Input material:
========
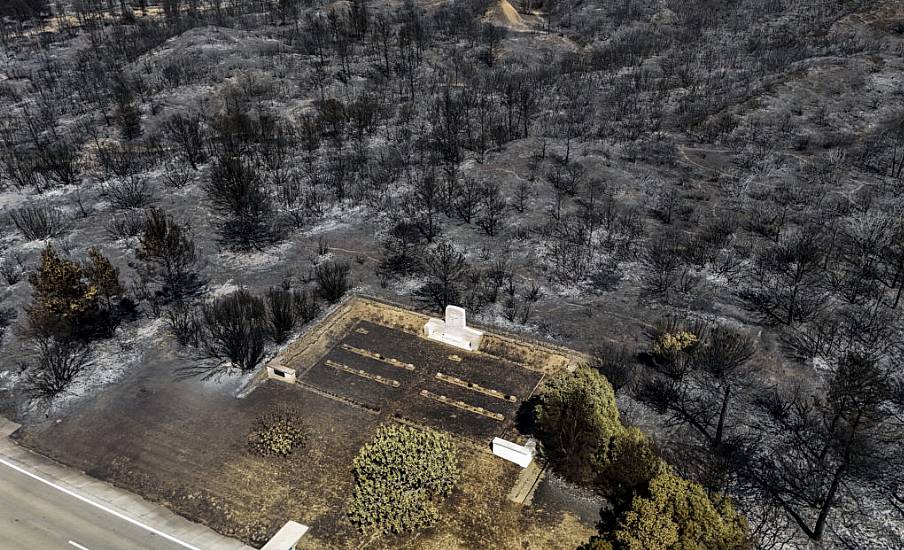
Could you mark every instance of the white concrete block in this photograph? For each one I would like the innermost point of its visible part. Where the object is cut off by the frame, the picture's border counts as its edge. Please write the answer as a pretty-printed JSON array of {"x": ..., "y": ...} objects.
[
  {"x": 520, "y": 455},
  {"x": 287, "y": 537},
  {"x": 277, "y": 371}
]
========
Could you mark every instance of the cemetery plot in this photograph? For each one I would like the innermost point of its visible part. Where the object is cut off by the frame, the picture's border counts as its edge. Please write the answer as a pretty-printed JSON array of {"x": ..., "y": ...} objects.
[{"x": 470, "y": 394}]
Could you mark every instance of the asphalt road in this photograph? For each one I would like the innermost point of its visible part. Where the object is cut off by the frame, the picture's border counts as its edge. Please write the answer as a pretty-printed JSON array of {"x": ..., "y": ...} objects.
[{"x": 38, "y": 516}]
========
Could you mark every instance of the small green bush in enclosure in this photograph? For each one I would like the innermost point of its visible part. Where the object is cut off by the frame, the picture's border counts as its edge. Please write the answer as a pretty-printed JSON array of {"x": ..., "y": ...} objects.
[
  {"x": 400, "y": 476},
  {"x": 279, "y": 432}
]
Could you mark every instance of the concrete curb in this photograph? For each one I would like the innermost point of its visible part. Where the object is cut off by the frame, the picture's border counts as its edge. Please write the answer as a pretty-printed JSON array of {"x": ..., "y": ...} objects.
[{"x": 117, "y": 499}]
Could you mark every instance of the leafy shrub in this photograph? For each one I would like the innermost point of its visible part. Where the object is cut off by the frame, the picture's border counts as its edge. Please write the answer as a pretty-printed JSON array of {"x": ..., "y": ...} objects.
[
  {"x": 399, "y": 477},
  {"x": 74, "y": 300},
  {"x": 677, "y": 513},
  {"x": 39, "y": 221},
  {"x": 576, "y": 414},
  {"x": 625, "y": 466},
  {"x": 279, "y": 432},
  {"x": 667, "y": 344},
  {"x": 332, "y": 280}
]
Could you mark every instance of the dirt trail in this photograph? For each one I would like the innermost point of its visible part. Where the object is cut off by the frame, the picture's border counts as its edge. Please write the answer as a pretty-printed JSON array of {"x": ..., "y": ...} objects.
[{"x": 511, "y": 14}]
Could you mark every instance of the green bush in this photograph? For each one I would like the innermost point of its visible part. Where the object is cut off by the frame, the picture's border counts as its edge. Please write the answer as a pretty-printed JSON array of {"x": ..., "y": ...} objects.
========
Exercise directions: Your task is to restate, word for word, only those lines above that fall between the line holding "Could you mark every instance of the leafy" and the line holding "Could you mark every instance of the green", inclusive.

Exercise solution:
Could you mark every instance of the leafy shrub in this photograph? For each one I would like the innermost point of its visible part. Where the object is cut off by the frame, the picture's border counts as its edge. Please write the answer as a pretty-printed JSON array of {"x": ..., "y": ...} objects.
[
  {"x": 399, "y": 477},
  {"x": 74, "y": 300},
  {"x": 677, "y": 513},
  {"x": 39, "y": 221},
  {"x": 576, "y": 414},
  {"x": 625, "y": 466},
  {"x": 279, "y": 432},
  {"x": 667, "y": 344},
  {"x": 332, "y": 280}
]
Could you mark every instance of the dirt trail in this photograph? For each one I would like the innermost point of its visible part. Where the object is cut off by the frame, the picture's border counts as its edge. Please write the answer as a pretty-printed JSON array of {"x": ..., "y": ...} objects.
[{"x": 511, "y": 14}]
Could you mark every instance of the green bush in this photograph? For each one I would like the innermost point of its visible part. Where the object is cut off by the frame, the picture's border counts as its edge. Please write the answer as a pretty-printed JSON array of {"x": ..., "y": ...} objects.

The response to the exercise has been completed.